[WORK TASK] Every entry should be repeated exactly as written.

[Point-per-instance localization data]
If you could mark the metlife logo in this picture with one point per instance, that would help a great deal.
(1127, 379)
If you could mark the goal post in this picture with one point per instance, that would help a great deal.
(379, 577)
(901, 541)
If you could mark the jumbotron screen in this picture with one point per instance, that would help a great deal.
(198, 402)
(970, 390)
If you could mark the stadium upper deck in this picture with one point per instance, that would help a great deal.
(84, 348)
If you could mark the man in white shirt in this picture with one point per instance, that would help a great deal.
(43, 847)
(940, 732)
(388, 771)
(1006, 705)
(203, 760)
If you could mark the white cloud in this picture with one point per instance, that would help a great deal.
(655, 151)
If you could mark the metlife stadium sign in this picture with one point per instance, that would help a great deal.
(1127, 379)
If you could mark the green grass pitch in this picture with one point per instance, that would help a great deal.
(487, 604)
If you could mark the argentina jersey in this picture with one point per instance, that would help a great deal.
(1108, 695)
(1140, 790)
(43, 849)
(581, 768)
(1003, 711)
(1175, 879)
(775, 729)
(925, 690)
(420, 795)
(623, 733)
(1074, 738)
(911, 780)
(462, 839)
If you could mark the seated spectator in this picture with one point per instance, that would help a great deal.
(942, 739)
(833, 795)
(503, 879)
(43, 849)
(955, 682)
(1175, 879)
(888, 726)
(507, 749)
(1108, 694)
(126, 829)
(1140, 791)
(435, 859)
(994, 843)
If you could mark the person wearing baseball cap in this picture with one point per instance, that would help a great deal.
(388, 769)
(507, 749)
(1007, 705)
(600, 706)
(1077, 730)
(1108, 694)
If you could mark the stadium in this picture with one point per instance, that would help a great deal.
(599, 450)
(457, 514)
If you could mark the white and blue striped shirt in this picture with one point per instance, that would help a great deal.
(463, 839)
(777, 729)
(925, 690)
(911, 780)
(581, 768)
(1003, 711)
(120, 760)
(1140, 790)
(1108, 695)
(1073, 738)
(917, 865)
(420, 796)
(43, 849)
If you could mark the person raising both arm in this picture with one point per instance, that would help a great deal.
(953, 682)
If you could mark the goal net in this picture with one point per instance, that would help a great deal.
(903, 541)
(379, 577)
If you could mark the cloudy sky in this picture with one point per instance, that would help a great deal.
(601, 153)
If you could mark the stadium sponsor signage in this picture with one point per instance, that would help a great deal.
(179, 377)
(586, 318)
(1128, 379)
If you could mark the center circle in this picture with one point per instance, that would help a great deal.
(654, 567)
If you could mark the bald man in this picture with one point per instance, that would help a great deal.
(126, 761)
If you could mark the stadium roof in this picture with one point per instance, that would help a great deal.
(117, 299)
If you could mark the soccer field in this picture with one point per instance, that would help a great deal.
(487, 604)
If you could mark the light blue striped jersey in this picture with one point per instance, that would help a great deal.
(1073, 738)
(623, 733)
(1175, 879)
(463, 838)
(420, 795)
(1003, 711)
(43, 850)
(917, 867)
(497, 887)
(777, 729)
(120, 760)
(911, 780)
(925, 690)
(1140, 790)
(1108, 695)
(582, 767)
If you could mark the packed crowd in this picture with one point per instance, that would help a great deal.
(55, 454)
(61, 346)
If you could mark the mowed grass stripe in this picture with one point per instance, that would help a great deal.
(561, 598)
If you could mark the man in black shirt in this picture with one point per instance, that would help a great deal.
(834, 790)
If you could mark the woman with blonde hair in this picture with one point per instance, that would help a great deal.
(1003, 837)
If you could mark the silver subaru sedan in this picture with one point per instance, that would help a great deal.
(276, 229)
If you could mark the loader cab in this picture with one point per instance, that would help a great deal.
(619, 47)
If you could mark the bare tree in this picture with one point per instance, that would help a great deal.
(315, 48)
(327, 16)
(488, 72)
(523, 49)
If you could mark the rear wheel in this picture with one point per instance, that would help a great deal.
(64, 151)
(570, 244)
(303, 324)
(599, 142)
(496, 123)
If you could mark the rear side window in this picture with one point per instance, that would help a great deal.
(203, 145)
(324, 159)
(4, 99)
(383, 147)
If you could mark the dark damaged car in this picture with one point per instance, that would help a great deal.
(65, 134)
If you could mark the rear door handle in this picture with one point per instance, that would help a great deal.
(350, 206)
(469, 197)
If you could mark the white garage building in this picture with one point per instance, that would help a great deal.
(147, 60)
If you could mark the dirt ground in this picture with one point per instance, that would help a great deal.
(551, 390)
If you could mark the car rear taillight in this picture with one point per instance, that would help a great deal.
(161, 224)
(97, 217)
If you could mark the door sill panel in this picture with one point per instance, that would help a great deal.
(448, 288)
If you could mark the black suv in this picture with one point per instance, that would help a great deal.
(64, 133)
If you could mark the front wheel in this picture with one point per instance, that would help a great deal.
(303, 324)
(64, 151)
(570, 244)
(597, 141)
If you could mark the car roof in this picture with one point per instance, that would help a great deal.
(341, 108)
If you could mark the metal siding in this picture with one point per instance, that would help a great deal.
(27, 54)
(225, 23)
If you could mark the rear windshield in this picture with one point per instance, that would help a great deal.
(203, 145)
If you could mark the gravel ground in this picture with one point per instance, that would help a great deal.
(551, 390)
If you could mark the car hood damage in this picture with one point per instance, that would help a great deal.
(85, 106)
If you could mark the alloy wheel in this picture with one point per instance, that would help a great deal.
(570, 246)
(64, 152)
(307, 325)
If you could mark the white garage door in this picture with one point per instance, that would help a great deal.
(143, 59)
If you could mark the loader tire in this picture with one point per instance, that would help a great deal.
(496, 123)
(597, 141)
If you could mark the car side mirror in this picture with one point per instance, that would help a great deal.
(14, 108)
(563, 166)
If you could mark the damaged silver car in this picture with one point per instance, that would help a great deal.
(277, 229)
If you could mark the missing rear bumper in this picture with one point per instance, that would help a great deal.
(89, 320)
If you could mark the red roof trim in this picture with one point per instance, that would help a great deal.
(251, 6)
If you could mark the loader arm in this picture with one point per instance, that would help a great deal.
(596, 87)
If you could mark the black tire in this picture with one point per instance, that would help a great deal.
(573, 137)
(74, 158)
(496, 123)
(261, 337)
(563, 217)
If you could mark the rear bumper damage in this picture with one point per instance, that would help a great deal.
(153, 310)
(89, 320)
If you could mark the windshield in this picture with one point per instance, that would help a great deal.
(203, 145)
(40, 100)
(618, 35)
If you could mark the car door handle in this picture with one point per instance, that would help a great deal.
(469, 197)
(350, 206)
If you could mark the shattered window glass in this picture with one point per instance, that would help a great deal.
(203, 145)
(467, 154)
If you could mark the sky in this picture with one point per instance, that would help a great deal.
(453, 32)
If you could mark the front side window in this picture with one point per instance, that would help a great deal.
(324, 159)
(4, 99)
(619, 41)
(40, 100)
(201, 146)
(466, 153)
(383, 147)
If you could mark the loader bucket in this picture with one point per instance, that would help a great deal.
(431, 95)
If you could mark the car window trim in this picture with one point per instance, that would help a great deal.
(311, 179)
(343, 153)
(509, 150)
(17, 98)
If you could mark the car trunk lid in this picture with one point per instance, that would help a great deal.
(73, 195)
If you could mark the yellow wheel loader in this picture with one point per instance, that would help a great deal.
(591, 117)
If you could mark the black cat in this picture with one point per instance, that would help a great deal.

[WRITTEN SOLUTION]
If you could mark the metlife logo in this picture with one point per instance, that would help a great deal.
(1127, 379)
If you could mark the goal post in this picture with one point per instance, that would help a great deal.
(379, 577)
(901, 541)
If you could mark the jumbotron screen in this picture with one point per instance, that would help a great deal.
(198, 402)
(970, 390)
If you could mark the stadium upper deck in this picture with one point per instance, that would help a great deal.
(84, 348)
If you could mark the man in white shirt in this picture with one point per instance, that would help a great deal.
(43, 847)
(940, 732)
(388, 771)
(1006, 705)
(203, 760)
If you could mark the white cloud in this picture with one point per instance, that would help a great deal.
(655, 151)
If you could mark the metlife stadium sign in this picture with one point per instance, that would help a great deal.
(1127, 379)
If you could mark the green grass pitch in this picture with one point per instance, that would help a great deal.
(487, 604)
If you could mark the argentina jersey in this picture with one point per instance, that would help a great deal.
(1108, 695)
(1140, 790)
(43, 849)
(581, 768)
(1003, 711)
(1175, 879)
(775, 729)
(925, 690)
(420, 795)
(623, 733)
(1074, 738)
(911, 780)
(462, 839)
If you could mark the seated spectator in this picture with one point per instance, that would help a great deal.
(942, 739)
(833, 795)
(503, 879)
(43, 849)
(955, 682)
(1175, 879)
(888, 726)
(507, 749)
(1108, 694)
(126, 829)
(1140, 791)
(435, 859)
(994, 843)
If you could mark the person wearing baseball cap in this picture with one point per instance, that would help a great deal.
(388, 769)
(507, 749)
(1007, 705)
(600, 706)
(1077, 730)
(1108, 694)
If you could mark the stadium in this picture with one point per instance, that would help a great deal.
(599, 450)
(457, 514)
If you could mark the white and blue striped shirt in this picture with one point per instance, that would help a great deal.
(463, 839)
(777, 729)
(925, 690)
(911, 780)
(581, 768)
(1003, 711)
(120, 760)
(1140, 790)
(1108, 695)
(1073, 738)
(917, 865)
(420, 796)
(43, 849)
If you could mark the person raising both arm in this picture with one point per instance, that would help a great deal.
(953, 682)
If you could mark the goal net in this picture with one point per instance, that would help a great deal.
(903, 541)
(379, 577)
If you could mark the cloudy sky in this picture with one point per instance, that would help a great deal.
(601, 153)
If you could mark the stadium sponsor signage in this picture with one point per instance, that would help a great deal.
(179, 377)
(586, 318)
(1128, 379)
If you could mark the center circle in this picture with one point per instance, that would help a great deal.
(654, 567)
If you could mark the bald man in this picture with one point per instance, that would help a great deal.
(126, 761)
If you could mark the stadium roof in this picture with one point per instance, that would help a great deal.
(117, 299)
If you could mark the soccer field in this picture with one point per instance, that would help a great deal.
(487, 604)
If you could mark the light blue striped jersey in this picture with one point per instance, that would help a great deal.
(1073, 738)
(623, 733)
(1175, 879)
(463, 838)
(420, 795)
(1003, 711)
(43, 850)
(917, 867)
(497, 887)
(777, 729)
(120, 760)
(911, 780)
(925, 690)
(1140, 790)
(1108, 695)
(582, 767)
If you could mark the packed crowd in this picture with one point per instance, that would help a great deal.
(55, 454)
(61, 346)
If you could mark the mowed grass stripe in this picture with one point per instance, that would help a great deal.
(561, 598)
If you could mark the man in black shirt in this picture with one point per instance, that would help a great deal.
(834, 790)
If you could mark the woman with blonde hair in this picture with one point per instance, that would help a great deal.
(1003, 837)
If you could mark the silver subaru sedan in this picture with one point per instance, that would help a great deal.
(276, 229)
If you could mark the loader cab in this picture with one point per instance, that would help a great deal.
(619, 47)
If you could mark the bare tree in this picture with one point per instance, that would help a great deal.
(315, 48)
(327, 16)
(488, 72)
(523, 49)
If you could mark the rear wheel in this picture with one point per instance, that would help a great deal.
(64, 151)
(570, 244)
(303, 324)
(599, 142)
(496, 123)
If you could mark the rear side window in this picture with one point per instance, that would help a great deal.
(203, 145)
(324, 159)
(4, 99)
(383, 147)
If you could mark the dark damaged car in this picture with one point per instance, that would help a great deal.
(65, 134)
If you could mark the rear door handle in this picture with one point per instance, that would help a great deal.
(350, 206)
(469, 197)
If you could mark the white garage building in this picture with one point per instance, that would help a great deal.
(147, 60)
If you could mark the dirt ground in this picture with one point per instance, that would help a great deal.
(551, 390)
If you could mark the car rear taillight in this picture with one point per instance, that would help a great deal.
(161, 224)
(97, 217)
If you could mark the door sill panel in this picture with one point per instance, that would help a great deal.
(448, 288)
If you could mark the black suv in this picture with one point per instance, that would help a great deal.
(64, 133)
If you could mark the front wheel in this picture with one point per instance, that would help a great deal.
(303, 324)
(64, 151)
(570, 244)
(597, 141)
If you could mark the car roof in this picture with one point per instance, that would help a great deal.
(341, 108)
If you could mark the metal siding in this picture with one point per instance, that would help a great deal.
(27, 54)
(225, 23)
If you could mark the rear windshield in this picture with one point per instance, that would help a great deal.
(203, 145)
If you could mark the gravel ground in this picture with one point per instance, that would help a great deal.
(551, 390)
If you could mark the car hood damage in this picture with one point per instance, that would help a great deal.
(85, 106)
If you could mark the alloy wheel in this picture with one point per instance, that would help a great deal.
(570, 246)
(64, 152)
(307, 325)
If you could mark the white garage door in this picture with one point per instance, that would help a great deal.
(143, 59)
If you could mark the loader tire in this picture with one point per instance, that would help a great deal.
(496, 123)
(597, 141)
If you could mark the car side mirror in this picture with one point per instance, that would help a great deal.
(14, 108)
(563, 166)
If you could mark the damaged silver car in this picture with one point per instance, that would help a great deal.
(277, 229)
If you could mark the missing rear bumper in this picture with one point per instance, that would help a great deal.
(89, 320)
If you could mark the red roof trim in this picture with one point per instance, that would help a great deal.
(251, 6)
If you could mark the loader arm in this picture with one point per instance, that would help a great deal.
(596, 87)
If you could mark the black tire in this picture with one point per instance, that would help a great deal.
(573, 137)
(74, 158)
(496, 123)
(261, 337)
(563, 217)
If you could mark the rear bumper damage in this picture with one point per instance, that would help a great deal.
(153, 310)
(89, 320)
If you could mark the windshield in this picture with one point per instance, that would help a great deal.
(203, 145)
(40, 100)
(618, 35)
If you could mark the car door handle in this picture with one point per instance, that would help a great deal.
(469, 197)
(350, 206)
If you could mark the shattered window glass in this picture with one point per instance, that would help a great deal.
(203, 145)
(467, 154)
If you could mark the sky in this picture with one point per instance, that would help a great deal.
(453, 32)
If you could mark the front side window in this picture with one point per instance, that would help a great deal.
(324, 159)
(4, 99)
(619, 41)
(40, 100)
(201, 146)
(466, 153)
(383, 147)
If you could mark the loader bucket in this picture with one point per instance, that would help a great deal.
(431, 95)
If you could mark the car window trim in this picture with one point per instance, that would help a great deal.
(311, 179)
(343, 153)
(509, 150)
(17, 98)
If you could mark the car trunk lid in this picture with one point per instance, that would help a great deal.
(73, 195)
If you could mark the yellow wheel loader in this picture with one point per instance, that would help a great deal.
(591, 117)
If you could mark the black cat in this picture with one point per instance, that would help a great deal.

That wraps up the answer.